• **Information shown**

......

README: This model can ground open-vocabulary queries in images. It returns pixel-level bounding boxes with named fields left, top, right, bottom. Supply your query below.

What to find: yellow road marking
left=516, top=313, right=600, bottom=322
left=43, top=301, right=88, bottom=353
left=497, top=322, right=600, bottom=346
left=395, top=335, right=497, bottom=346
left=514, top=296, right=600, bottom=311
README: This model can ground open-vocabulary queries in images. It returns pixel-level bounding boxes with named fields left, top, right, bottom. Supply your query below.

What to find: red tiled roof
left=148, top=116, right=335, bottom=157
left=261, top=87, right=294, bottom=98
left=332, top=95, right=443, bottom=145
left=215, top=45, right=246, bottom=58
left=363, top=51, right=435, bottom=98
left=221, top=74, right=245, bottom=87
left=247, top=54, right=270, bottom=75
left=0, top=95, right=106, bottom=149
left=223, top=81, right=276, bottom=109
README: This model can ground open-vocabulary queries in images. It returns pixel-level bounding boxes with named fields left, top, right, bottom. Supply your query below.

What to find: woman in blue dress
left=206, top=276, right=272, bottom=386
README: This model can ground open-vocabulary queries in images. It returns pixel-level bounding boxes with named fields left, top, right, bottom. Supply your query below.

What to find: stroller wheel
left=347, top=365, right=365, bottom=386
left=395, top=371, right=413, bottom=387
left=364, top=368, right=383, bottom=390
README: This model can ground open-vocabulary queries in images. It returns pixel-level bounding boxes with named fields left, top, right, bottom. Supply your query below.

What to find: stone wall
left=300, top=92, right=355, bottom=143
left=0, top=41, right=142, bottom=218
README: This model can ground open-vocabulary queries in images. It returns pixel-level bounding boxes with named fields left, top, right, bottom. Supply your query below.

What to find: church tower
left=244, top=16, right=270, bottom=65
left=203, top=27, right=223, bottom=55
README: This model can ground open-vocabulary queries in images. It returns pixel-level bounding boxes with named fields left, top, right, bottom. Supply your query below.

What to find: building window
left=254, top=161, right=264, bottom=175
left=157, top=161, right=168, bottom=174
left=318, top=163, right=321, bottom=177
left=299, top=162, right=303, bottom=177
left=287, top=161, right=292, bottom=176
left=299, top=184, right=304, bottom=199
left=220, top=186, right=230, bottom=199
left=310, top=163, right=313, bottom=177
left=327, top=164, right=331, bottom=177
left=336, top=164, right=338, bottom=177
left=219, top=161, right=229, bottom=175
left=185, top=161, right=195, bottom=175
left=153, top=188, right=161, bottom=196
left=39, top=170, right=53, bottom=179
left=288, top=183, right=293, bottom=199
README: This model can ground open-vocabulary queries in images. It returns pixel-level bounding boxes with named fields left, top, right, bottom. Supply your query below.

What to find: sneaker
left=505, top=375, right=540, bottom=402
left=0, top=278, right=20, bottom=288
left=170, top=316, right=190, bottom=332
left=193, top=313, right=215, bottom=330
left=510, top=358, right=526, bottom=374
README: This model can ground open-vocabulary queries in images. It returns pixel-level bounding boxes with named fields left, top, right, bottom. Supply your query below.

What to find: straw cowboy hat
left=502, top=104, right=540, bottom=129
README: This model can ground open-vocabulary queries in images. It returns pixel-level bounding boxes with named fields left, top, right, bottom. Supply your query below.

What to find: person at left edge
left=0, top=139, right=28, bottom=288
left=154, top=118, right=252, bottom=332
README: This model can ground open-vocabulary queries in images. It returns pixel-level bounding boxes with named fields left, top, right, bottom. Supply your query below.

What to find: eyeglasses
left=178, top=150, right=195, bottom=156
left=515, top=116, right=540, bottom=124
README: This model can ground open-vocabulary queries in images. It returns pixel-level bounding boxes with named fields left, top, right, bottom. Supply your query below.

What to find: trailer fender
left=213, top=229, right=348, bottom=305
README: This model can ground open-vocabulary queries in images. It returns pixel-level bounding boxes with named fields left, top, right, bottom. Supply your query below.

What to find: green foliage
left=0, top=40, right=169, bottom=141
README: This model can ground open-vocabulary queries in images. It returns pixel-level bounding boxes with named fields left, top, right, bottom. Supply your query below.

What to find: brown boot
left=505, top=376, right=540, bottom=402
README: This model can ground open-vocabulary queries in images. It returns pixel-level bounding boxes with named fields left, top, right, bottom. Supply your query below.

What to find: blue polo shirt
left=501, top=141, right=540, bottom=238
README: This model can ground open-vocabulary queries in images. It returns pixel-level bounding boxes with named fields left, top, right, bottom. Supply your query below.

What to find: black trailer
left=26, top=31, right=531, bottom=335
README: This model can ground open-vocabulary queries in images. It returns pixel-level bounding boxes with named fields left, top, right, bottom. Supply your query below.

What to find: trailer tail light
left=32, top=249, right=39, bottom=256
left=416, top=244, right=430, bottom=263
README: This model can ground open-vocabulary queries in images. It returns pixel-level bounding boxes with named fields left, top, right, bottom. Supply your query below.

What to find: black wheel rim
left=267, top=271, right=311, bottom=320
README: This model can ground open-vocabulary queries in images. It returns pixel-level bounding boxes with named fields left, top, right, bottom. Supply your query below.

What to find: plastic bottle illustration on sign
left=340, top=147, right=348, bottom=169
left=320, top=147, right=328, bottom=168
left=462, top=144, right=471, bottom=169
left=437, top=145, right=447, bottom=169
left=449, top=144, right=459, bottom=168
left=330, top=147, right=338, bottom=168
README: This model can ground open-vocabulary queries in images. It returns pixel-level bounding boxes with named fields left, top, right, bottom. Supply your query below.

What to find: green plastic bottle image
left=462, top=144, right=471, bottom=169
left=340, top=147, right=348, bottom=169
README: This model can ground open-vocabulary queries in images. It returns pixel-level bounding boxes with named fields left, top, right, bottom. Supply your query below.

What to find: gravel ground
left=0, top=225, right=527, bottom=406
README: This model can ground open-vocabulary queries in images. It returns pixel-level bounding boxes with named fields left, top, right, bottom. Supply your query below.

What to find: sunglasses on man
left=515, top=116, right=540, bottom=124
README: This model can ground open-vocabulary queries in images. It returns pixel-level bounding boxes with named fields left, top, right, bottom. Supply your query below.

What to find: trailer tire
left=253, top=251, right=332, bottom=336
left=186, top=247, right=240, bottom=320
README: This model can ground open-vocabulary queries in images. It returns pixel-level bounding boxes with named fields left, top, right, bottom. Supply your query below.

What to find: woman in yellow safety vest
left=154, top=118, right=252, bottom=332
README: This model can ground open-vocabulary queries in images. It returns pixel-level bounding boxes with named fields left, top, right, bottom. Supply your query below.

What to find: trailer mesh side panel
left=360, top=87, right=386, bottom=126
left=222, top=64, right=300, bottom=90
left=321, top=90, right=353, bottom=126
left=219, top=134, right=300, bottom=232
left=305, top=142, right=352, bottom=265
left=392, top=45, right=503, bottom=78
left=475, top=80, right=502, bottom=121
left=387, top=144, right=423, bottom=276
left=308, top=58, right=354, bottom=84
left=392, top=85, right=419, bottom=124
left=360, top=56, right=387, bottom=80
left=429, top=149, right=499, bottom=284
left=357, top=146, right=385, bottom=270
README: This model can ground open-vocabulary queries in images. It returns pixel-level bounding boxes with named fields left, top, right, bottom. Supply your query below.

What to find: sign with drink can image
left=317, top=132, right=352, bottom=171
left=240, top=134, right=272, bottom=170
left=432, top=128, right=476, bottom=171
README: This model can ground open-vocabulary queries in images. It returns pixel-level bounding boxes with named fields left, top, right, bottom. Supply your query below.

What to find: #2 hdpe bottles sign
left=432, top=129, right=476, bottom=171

......

• **Task brief**
None of the records may be left out; each is to be restated exactly.

• **Solution to this problem**
README: This model can ground open-vocabulary queries in images. It returns pixel-level bounding boxes with named fields left, top, right, bottom. Supply your query below.

What to find: yellow road marking
left=516, top=313, right=600, bottom=322
left=43, top=301, right=88, bottom=353
left=497, top=322, right=600, bottom=346
left=395, top=335, right=497, bottom=346
left=514, top=296, right=600, bottom=311
README: This model can ground open-vocabulary queries in images. It returns pixel-level bounding boxes with named fields left, top, right, bottom. Supply your query below.

What to find: red tiled roof
left=148, top=116, right=335, bottom=157
left=261, top=87, right=294, bottom=98
left=332, top=95, right=443, bottom=145
left=215, top=45, right=246, bottom=58
left=363, top=51, right=435, bottom=98
left=221, top=74, right=245, bottom=87
left=247, top=54, right=270, bottom=75
left=0, top=95, right=106, bottom=149
left=223, top=81, right=276, bottom=109
README: This model can ground open-vocabulary queries in images. It returns pixel-level bounding boxes with named fields left, top, right, bottom. Supply your query below.

What to find: woman in blue dress
left=206, top=276, right=272, bottom=386
README: This model can ground open-vocabulary queries in images. It returns pixel-level bounding boxes with named fields left, top, right, bottom. Supply your query below.

What to find: stroller wheel
left=347, top=365, right=365, bottom=386
left=395, top=371, right=413, bottom=387
left=364, top=368, right=383, bottom=390
README: This model can ground open-vocabulary queries in images. It returns pixel-level bounding boxes with named fields left, top, right, bottom. Supply your query below.

What to find: stone wall
left=300, top=92, right=355, bottom=143
left=0, top=41, right=142, bottom=218
README: This model can ground open-vocabulary queries in images. It returns pixel-level bounding boxes with named fields left, top, right, bottom. Supply your query below.

What to find: church tower
left=244, top=16, right=270, bottom=65
left=203, top=27, right=223, bottom=55
README: This model can ground open-vocabulary queries in images. It returns pixel-level bounding boxes with named fields left, top, right, bottom. Supply your query below.

What to find: building window
left=254, top=161, right=264, bottom=175
left=157, top=161, right=168, bottom=174
left=318, top=163, right=321, bottom=177
left=299, top=162, right=303, bottom=177
left=287, top=161, right=292, bottom=176
left=299, top=184, right=304, bottom=199
left=220, top=186, right=230, bottom=199
left=310, top=163, right=313, bottom=177
left=327, top=164, right=331, bottom=177
left=336, top=164, right=338, bottom=177
left=219, top=161, right=229, bottom=175
left=185, top=161, right=195, bottom=175
left=153, top=188, right=161, bottom=196
left=39, top=170, right=53, bottom=179
left=288, top=183, right=293, bottom=199
README: This model can ground open-vocabulary queries in images. It returns pixel-level bounding boxes with named fields left, top, right, bottom. Supply your query below.

What to find: sneaker
left=505, top=375, right=540, bottom=402
left=0, top=278, right=20, bottom=288
left=170, top=316, right=190, bottom=332
left=193, top=313, right=215, bottom=330
left=510, top=358, right=526, bottom=374
README: This model can ground open-vocabulary queries in images. It returns pixel-level bounding boxes with named fields left, top, right, bottom. Supply your query below.

What to find: straw cowboy hat
left=502, top=104, right=540, bottom=129
README: This model can ground open-vocabulary queries in images. It returns pixel-level bounding boxes with named fields left, top, right, bottom. Supply your query below.

What to find: person at left edge
left=0, top=139, right=28, bottom=288
left=154, top=118, right=252, bottom=332
README: This model can ground open-vocabulary queries in images. It returns pixel-level bounding boxes with named fields left, top, right, bottom. Supply your query below.

What to find: eyeglasses
left=178, top=150, right=195, bottom=156
left=515, top=116, right=540, bottom=124
README: This model can ground open-vocabulary queries in images. It returns pixel-level bounding boxes with named fields left, top, right, bottom. Supply your query below.

What to find: trailer fender
left=213, top=229, right=348, bottom=305
README: This model can ground open-vocabulary queries in images. It returns pixel-level bounding boxes with named fields left, top, right, bottom. Supply your query below.

What to find: green foliage
left=0, top=40, right=169, bottom=141
README: This model can ground open-vocabulary queries in images. It returns pixel-level bounding boxes with named fields left, top, right, bottom. Supply your query below.

What to find: brown boot
left=505, top=376, right=540, bottom=402
README: This model can ground open-vocabulary queries in images. It returns pixel-level bounding boxes with named fields left, top, right, bottom. Supply your query below.

What to find: blue polo shirt
left=501, top=141, right=540, bottom=238
README: This model can ground open-vocabulary queries in images. It returns pixel-level bounding boxes with named fields left, top, right, bottom. Supply your query below.

What to find: black trailer
left=26, top=31, right=531, bottom=335
README: This model can ground open-vocabulary queries in images. It returns pixel-level bounding boxes with named fields left, top, right, bottom. Supply your query below.

What to find: trailer tail light
left=32, top=249, right=39, bottom=256
left=416, top=244, right=430, bottom=263
README: This model can ground open-vocabulary queries in images. It returns pixel-level bounding boxes with named fields left, top, right, bottom. Supply your query below.

What to find: black wheel rim
left=267, top=271, right=311, bottom=320
README: This model can ground open-vocabulary queries in images. It returns pixel-level bounding boxes with named fields left, top, right, bottom. Supply your query below.

What to find: plastic bottle illustration on sign
left=340, top=147, right=348, bottom=169
left=320, top=147, right=328, bottom=168
left=462, top=144, right=471, bottom=169
left=437, top=145, right=447, bottom=169
left=449, top=144, right=459, bottom=168
left=330, top=147, right=338, bottom=168
README: This model can ground open-vocabulary queries in images. It returns pixel-level bounding boxes with named fields left, top, right, bottom. Supply your query below.

What to find: green plastic bottle image
left=462, top=144, right=471, bottom=169
left=340, top=147, right=348, bottom=169
README: This model can ground open-vocabulary queries in images. It returns pixel-level bounding boxes with named fields left, top, right, bottom. Supply your query below.

What to find: gravel ground
left=0, top=225, right=527, bottom=406
README: This model can ground open-vocabulary queries in images. It returns pixel-level bounding boxes with named fields left, top, right, bottom. Supply your query below.

What to find: sunglasses on man
left=515, top=116, right=540, bottom=124
README: This model can ground open-vocabulary queries in images. It returns pixel-level bounding boxes with named fields left, top, right, bottom. Supply your query below.

What to find: trailer tire
left=253, top=251, right=332, bottom=336
left=186, top=247, right=240, bottom=320
README: This model can ground open-vocabulary queries in images. It returns pixel-level bounding boxes with named fields left, top, right, bottom. Supply your query below.

What to find: woman in yellow safety vest
left=154, top=118, right=252, bottom=332
README: This model can ground open-vocabulary queries in images. It returns pixel-level bounding boxes with named fields left, top, right, bottom. Supply your query below.

What to find: trailer mesh side panel
left=360, top=87, right=386, bottom=126
left=222, top=64, right=300, bottom=90
left=321, top=90, right=353, bottom=126
left=219, top=134, right=300, bottom=232
left=305, top=142, right=352, bottom=265
left=392, top=45, right=503, bottom=78
left=475, top=80, right=502, bottom=121
left=387, top=144, right=423, bottom=276
left=308, top=58, right=354, bottom=84
left=392, top=85, right=419, bottom=124
left=360, top=56, right=387, bottom=80
left=429, top=149, right=499, bottom=284
left=357, top=146, right=385, bottom=270
README: This model can ground open-vocabulary queries in images. It returns pixel-level bounding boxes with named fields left, top, right, bottom. Supply your query below.

What to find: sign with drink can image
left=317, top=132, right=352, bottom=171
left=240, top=134, right=272, bottom=170
left=432, top=128, right=476, bottom=171
README: This model can ground open-vocabulary queries in images. It returns pixel-level bounding boxes with named fields left, top, right, bottom. Supply your query below.

What to find: #2 hdpe bottles sign
left=432, top=129, right=476, bottom=171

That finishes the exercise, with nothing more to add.